O QUE FAZER: Dê continuidade ao texto sobre a tragédia da Chapecoense, começando logo depois da última frase apresentada.
──────── FONTE
E com isso, vamos tomando conhecimento de histórias de vida, de detalhes
desconhecidos dos vitimados e dos sobreviventes, seja uma curiosidade, um
sonho, um acontecimento ou uma passagem interessante de vida.
Não há como não
se comover com tanta vida perdida e não pensar no que todos ainda teriam para
realizar: o jogador Tiaguinho que havia descoberto recentemente que seria pai, o narrador Deva Pascovicci que de forma valente havia vencido dois cânceres, o comentarista (ex-técnico e ex-jogador) Mário Sérgio que não iria cobrir esse
jogo mas foi escalado de última hora, o filho do técnico Caio Junior que não
embarcou por ter esquecido o passaporte, dentre tantas e tantas comoventes histórias de vida, especialmente quando lembramos que se tratavam de profissionais em viagem, a fim de exercer seus respectivos ofícios de forma vibrante e profissional.
E diante disso tudo, a Chapecoense que já vinha em uma ascendente projeção
nacional desde 2009, passou a se tornar um time de dimensões internacionais.
────────────────
──────── ENTRADAS DO CONJUNTO
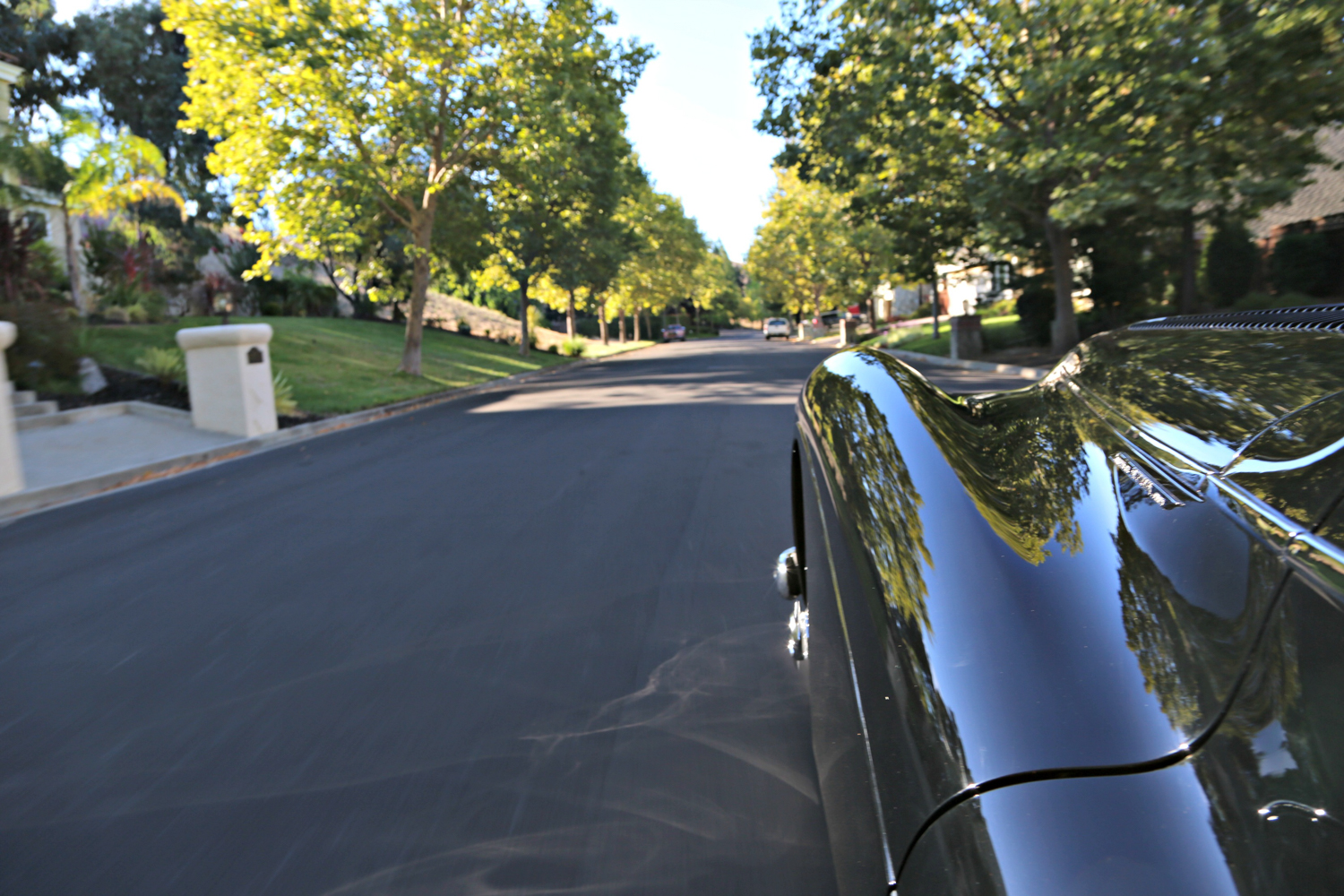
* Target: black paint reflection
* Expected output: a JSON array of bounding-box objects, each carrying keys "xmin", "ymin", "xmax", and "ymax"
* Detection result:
[
  {"xmin": 1074, "ymin": 331, "xmax": 1344, "ymax": 469},
  {"xmin": 804, "ymin": 365, "xmax": 933, "ymax": 629}
]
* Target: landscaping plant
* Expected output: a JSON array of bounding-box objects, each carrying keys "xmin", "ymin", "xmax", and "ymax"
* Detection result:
[{"xmin": 271, "ymin": 366, "xmax": 298, "ymax": 417}]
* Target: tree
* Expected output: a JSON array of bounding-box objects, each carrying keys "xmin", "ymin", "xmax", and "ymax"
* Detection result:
[
  {"xmin": 489, "ymin": 0, "xmax": 650, "ymax": 355},
  {"xmin": 164, "ymin": 0, "xmax": 539, "ymax": 376},
  {"xmin": 757, "ymin": 0, "xmax": 1193, "ymax": 350},
  {"xmin": 0, "ymin": 0, "xmax": 80, "ymax": 127},
  {"xmin": 747, "ymin": 169, "xmax": 854, "ymax": 322},
  {"xmin": 753, "ymin": 0, "xmax": 1344, "ymax": 350},
  {"xmin": 1126, "ymin": 0, "xmax": 1344, "ymax": 313},
  {"xmin": 74, "ymin": 0, "xmax": 220, "ymax": 215},
  {"xmin": 613, "ymin": 184, "xmax": 706, "ymax": 339},
  {"xmin": 691, "ymin": 243, "xmax": 742, "ymax": 323},
  {"xmin": 551, "ymin": 158, "xmax": 645, "ymax": 345}
]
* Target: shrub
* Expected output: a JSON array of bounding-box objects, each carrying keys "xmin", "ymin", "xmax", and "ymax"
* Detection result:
[
  {"xmin": 1269, "ymin": 234, "xmax": 1330, "ymax": 296},
  {"xmin": 559, "ymin": 339, "xmax": 588, "ymax": 358},
  {"xmin": 136, "ymin": 348, "xmax": 187, "ymax": 385},
  {"xmin": 271, "ymin": 368, "xmax": 298, "ymax": 417},
  {"xmin": 249, "ymin": 274, "xmax": 336, "ymax": 317},
  {"xmin": 1204, "ymin": 223, "xmax": 1260, "ymax": 307},
  {"xmin": 0, "ymin": 302, "xmax": 80, "ymax": 390},
  {"xmin": 1018, "ymin": 275, "xmax": 1055, "ymax": 345}
]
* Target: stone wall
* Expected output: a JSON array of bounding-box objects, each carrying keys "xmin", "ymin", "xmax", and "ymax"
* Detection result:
[{"xmin": 425, "ymin": 290, "xmax": 578, "ymax": 349}]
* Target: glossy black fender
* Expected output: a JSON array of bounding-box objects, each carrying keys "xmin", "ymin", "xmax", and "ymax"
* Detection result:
[{"xmin": 798, "ymin": 331, "xmax": 1344, "ymax": 892}]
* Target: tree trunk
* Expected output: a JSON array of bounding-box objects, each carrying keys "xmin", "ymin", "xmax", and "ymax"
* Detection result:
[
  {"xmin": 929, "ymin": 274, "xmax": 948, "ymax": 339},
  {"xmin": 397, "ymin": 211, "xmax": 435, "ymax": 376},
  {"xmin": 1045, "ymin": 212, "xmax": 1078, "ymax": 355},
  {"xmin": 1180, "ymin": 210, "xmax": 1199, "ymax": 314},
  {"xmin": 61, "ymin": 194, "xmax": 89, "ymax": 314},
  {"xmin": 513, "ymin": 274, "xmax": 532, "ymax": 358}
]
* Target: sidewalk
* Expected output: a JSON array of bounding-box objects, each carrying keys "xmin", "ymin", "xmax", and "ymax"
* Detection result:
[
  {"xmin": 19, "ymin": 401, "xmax": 237, "ymax": 492},
  {"xmin": 0, "ymin": 347, "xmax": 647, "ymax": 521}
]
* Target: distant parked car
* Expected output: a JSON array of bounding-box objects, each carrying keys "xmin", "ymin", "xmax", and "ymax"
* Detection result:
[{"xmin": 812, "ymin": 312, "xmax": 840, "ymax": 329}]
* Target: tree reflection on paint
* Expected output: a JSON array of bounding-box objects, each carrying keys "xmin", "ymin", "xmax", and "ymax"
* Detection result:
[{"xmin": 804, "ymin": 357, "xmax": 933, "ymax": 629}]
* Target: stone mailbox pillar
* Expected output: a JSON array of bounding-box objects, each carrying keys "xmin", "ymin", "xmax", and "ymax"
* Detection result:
[
  {"xmin": 0, "ymin": 321, "xmax": 23, "ymax": 495},
  {"xmin": 948, "ymin": 314, "xmax": 986, "ymax": 361},
  {"xmin": 840, "ymin": 317, "xmax": 859, "ymax": 345},
  {"xmin": 177, "ymin": 323, "xmax": 280, "ymax": 436}
]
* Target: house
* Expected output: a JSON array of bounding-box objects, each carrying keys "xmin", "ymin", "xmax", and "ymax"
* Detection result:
[
  {"xmin": 0, "ymin": 52, "xmax": 83, "ymax": 310},
  {"xmin": 1246, "ymin": 127, "xmax": 1344, "ymax": 296}
]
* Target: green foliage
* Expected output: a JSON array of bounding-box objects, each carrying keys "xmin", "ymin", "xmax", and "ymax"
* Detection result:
[
  {"xmin": 1018, "ymin": 275, "xmax": 1055, "ymax": 345},
  {"xmin": 1204, "ymin": 221, "xmax": 1261, "ymax": 306},
  {"xmin": 74, "ymin": 0, "xmax": 225, "ymax": 216},
  {"xmin": 0, "ymin": 301, "xmax": 80, "ymax": 390},
  {"xmin": 271, "ymin": 366, "xmax": 298, "ymax": 417},
  {"xmin": 753, "ymin": 0, "xmax": 1344, "ymax": 348},
  {"xmin": 0, "ymin": 208, "xmax": 69, "ymax": 304},
  {"xmin": 558, "ymin": 339, "xmax": 588, "ymax": 358},
  {"xmin": 83, "ymin": 227, "xmax": 171, "ymax": 323},
  {"xmin": 612, "ymin": 183, "xmax": 707, "ymax": 314},
  {"xmin": 136, "ymin": 348, "xmax": 187, "ymax": 385},
  {"xmin": 1078, "ymin": 213, "xmax": 1161, "ymax": 331},
  {"xmin": 0, "ymin": 0, "xmax": 80, "ymax": 124},
  {"xmin": 1269, "ymin": 234, "xmax": 1330, "ymax": 296},
  {"xmin": 256, "ymin": 274, "xmax": 336, "ymax": 317}
]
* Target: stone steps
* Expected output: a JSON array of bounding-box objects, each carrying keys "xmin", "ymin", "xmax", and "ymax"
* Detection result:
[{"xmin": 13, "ymin": 391, "xmax": 61, "ymax": 418}]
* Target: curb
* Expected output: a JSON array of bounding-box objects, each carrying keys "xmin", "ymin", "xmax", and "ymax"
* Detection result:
[
  {"xmin": 878, "ymin": 348, "xmax": 1050, "ymax": 380},
  {"xmin": 0, "ymin": 342, "xmax": 658, "ymax": 524}
]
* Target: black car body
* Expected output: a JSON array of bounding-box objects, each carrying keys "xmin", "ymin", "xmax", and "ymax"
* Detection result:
[{"xmin": 781, "ymin": 306, "xmax": 1344, "ymax": 896}]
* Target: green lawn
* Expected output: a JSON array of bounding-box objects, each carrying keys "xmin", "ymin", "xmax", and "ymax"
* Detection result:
[
  {"xmin": 583, "ymin": 337, "xmax": 653, "ymax": 358},
  {"xmin": 865, "ymin": 314, "xmax": 1027, "ymax": 358},
  {"xmin": 86, "ymin": 317, "xmax": 569, "ymax": 414}
]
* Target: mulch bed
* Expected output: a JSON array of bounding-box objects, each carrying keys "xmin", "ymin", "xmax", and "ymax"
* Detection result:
────────────────
EXERCÍCIO RESOLVIDO:
Para quem como eu que acompanha futebol já sabia que o motivo dessa ascensão,
considerada meteórica, se dava fundamentalmente à sua gestão responsável e consciente e hoje como
toda essa repercussão, fica a torcida de que o sucesso dessa gestão torne-se um legado
para os dirigentes que restaram, que deverão promover uma restruturação para
que o clube possa se reerguer e que essa tragédia tenha o menor impacto
possível.
Para que todos possam compreender as lições de gestão da Chapecoense é
necessário voltar um pouco no tempo, em 2008, quando o paranaense Sandro
Luiz Pallaoro, empresário do ramo de alimentos em Chapecó, aceitou o convite
para presidir a Chapecoense e assim, levou toda a sua expertise executiva para
a administração de um time de futebol e dá-se o início uma avassaladora
ascensão, nunca vista antes no futebol nacional.
O Diretoria de Conselho, que normalmente em outros clubes apenas fiscaliza os
trabalhos da Diretoria Executiva, na Chapecoense atuam em conjunto e isso
proporciona um ganho significativo e uma sinergia nos trabalhos de ambas diretorias
em prol de uma gestão responsável.
Entre 1973 - ano de sua fundação até 2008, a Chapecoense passou por muitas
situações, desde momentos de conquistas de três campeonatos catarinenses nos
anos de 1977, 1996 e 2007 até sérios problemas financeiros que obrigaram a
Chapecoense a mudar de nome e personalidade jurídica para saldar dívidas em
2003.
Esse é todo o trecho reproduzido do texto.